* START Passage shown *
Then I hosed the mud off the anchor and scrubbed the deck, tying or bungee-ing halyards and lines off the deck surface, and fastened the dodger and covered the windshield, winches, hatches and rails.   

We didn’t tarp, although many of our neighbors said they do.   Sailboats are designed to  have water wash over them; power boats are not.  

We supplemented two small electric dehumidifiers with five buckets of rock salt, which are supposed to drink moisture out of the air.  We opened up all the lockers in hopes that air would move around our clothing and bedding 

That’s Aurora there in Hoonah Harbor, the tall mast behind the blue tarp.   It was really hard saying goodbye.

Icy Strait Point

IcyPoint

The Hoonah Tingit have taken a bold approach to cultural tourism that may be a wave of the  future.  

Inside Passage cruise ship tourism is a two edged sword.   It brings income to coastal communities and affords visitors an experience both spectacular and affordable.

We thought we’d run into cruise ships frequently.  As it happens, Petersburg and Wrangell take no large cruise ships.   A single large ship a day is allowed in Glacier Bay and they cannot dock or anchor.   Prince Rupert, British Columbia has only one a week, Vancouver of course a few more, but we didn’t go there this year.   In fact, in our whole passage through Canada we encountered underweigh a single  large cruise ship, one of the classic, never-very-large vessels of the Holland America Line.  

Cannery

Unfortunately, Ketchikan and Juneau have fallen victim to what the an editorial writer in The Juneau Empire calls “the magic blingdom” on the waterfront.   Mind you, four ships a day can dump 56,000 people a week on towns with populations of  less than 8 and 31 thousand people respectively.    I assume the same is true of Skagway, Haines and Sitka as well, though some towns manage better than others.    In addition to obvious environmental concerns huge,  it’s very sad to see shops operated by the cruise companies themselves or by merchants from the Bahamas, who simply move their operations there every fall.
* END Passage shown *
* START Data *
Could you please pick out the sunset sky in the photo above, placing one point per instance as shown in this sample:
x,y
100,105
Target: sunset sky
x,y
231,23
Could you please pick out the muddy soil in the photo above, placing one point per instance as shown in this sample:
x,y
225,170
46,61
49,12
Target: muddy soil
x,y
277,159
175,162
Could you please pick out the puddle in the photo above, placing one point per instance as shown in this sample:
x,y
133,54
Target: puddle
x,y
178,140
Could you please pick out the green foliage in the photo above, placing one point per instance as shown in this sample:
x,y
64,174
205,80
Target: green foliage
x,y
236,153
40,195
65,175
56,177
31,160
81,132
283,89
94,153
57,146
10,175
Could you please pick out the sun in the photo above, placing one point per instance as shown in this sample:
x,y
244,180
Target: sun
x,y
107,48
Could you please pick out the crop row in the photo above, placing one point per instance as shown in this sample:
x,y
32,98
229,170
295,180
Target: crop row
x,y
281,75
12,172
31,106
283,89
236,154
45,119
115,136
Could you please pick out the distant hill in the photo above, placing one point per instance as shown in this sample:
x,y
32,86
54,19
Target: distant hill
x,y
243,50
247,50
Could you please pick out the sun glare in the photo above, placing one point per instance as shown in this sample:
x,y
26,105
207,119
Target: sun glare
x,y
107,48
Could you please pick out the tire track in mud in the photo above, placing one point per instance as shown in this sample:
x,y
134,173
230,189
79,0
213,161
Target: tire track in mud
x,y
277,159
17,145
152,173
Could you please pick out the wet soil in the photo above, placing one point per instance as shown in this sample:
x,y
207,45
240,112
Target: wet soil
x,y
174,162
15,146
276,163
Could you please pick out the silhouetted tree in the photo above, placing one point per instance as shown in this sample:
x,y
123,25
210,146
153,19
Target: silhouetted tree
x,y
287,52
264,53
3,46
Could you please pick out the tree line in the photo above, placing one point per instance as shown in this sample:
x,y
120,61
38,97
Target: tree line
* END Data *
**Tasks:**
[1] Rescale the records, starting with the line containing "Could you please pick out the crop" and going on through the end of the records. Reproduce those lines in full, requests included, but multiply every coordinate in the answers by 2.2 and round each to a whole number, with halves rounded up, leaving the requests and their format samples unchanged.
[2] Carry the Inside Passage travel account further, beginning right after its final sentence.
The records bear no relation to the text.

**Answers for this exercise:**
[1]
Could you please pick out the crop row in the photo above, placing one point per instance as shown in this sample:
x,y
32,98
229,170
295,180
Target: crop row
x,y
618,165
26,378
68,233
623,196
519,339
99,262
253,299
Could you please pick out the distant hill in the photo above, placing one point per instance as shown in this sample:
x,y
32,86
54,19
Target: distant hill
x,y
535,110
543,110
Could you please pick out the sun glare in the photo above, placing one point per instance as shown in this sample:
x,y
26,105
207,119
Target: sun glare
x,y
235,106
Could you please pick out the tire track in mud in the photo above, placing one point per instance as shown in this sample:
x,y
134,173
230,189
79,0
213,161
Target: tire track in mud
x,y
609,350
37,319
334,381
Could you please pick out the wet soil in the photo above, placing one point per instance as shown in this sample:
x,y
207,45
240,112
Target: wet soil
x,y
383,356
33,321
607,359
Could you please pick out the silhouetted tree in the photo above, placing one point per instance as shown in this sample:
x,y
123,25
210,146
153,19
Target: silhouetted tree
x,y
631,114
581,117
7,101
Could you please pick out the tree line in the photo above, placing one point per instance as shown in this sample:
x,y
120,61
38,97
Target: tree line

[2]
The attraction for visitors is clear.  Cruise line welcome all members of the family, able bodied or not.     Cruise ships can afford to take on leading scholars, naturalists and historians.   Many if not most cruise ship folks appear to be  foreign visitors to the US, for whom the week on the Inside Passage out of Seattle must be an affordable respite from land based travels.   But so many average foreign tourists traveling in foreign flagged ships probably weakens demand for historical, cultural and eco tourism.

IMG_0798

Enter the Hoonah Tlingit and their locally based approach.  The original people of Glacier Bay, they were forced south across Icy Strait to Chicagof Island when the glaciers advanced in the seventeenth century.   In the early twentieth century many fished for or went to work at the large cannery established at the entrance to their harbor by investors from Port Townsend.     From 1912 to 1953 the Hoonah Packing Company operated as a full fledged cannery.  After that, it turned to other types of fish processing and eventually served as a maintenance base for the purse seine fishing fleet until 1999.   

In 2001, the Hoonah Native corporation, which had purchased the site, implemented the new concept of a private, purpose built cruise ship destination known as Icy Strait Point.   The wonderful old buildings of the cannery were renovated to accommodate a museum, restaurants, and thirteen, small Native-owned shops, including a bookstore.  The tribe constructed a new Big House for cultural presentations for themselves and to share.  Beyond the water front there’s a boardwalk with benches, totempoles and a daytime campfire.  Beyond are hiking trails and a ride down Mt. Hoonah on the country’s fastest longest zip line.    And visitors can walk the 3/4 mile to town or hire local guides for fishing, bear tracking, whale watching and the like.

IMG_0783There are no plans for a cruise ship dock at Hoonah; rather ships anchor out and tender passengers in.   Only one ship is allowed at a time for an average of 3.5  visits per week in the summer.   

A really nice touch is that Icy Strait Point is open free of change to all local Hoonah people and to visiting fishermen and cruisers in Hoonah Harbor.   We spent a fine sunny afternoon there, a welcome break from oil and anti-freeze.    While the experience is was more packaged than our visit to the North Pacific Cannery with the well trained teenagers of Port Edwards, British Columbia, Ice Strait Point really does have something for everybody.

Hoonah, population 715

 

As much as we liked Wrangell, we’ve decided to make Hoonah our temporary Alaska home.  We’d first heard the name from a neighbor in Port Hadlock when we were asking about the best places to leave a boat.  Hoonah is blessed with comparatively mild winters, a small protective harbor and the uber competent Harbormaster, Paul D., and his assistant Arlen S.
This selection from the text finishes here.